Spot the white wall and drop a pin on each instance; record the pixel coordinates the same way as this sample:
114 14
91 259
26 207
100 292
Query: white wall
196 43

____________________

Each entry above is to be copied out exactly as written.

Spot the white wall and drop a pin on each instance; record the pixel coordinates the same way as this sample:
114 14
91 259
26 207
100 292
Query: white wall
196 43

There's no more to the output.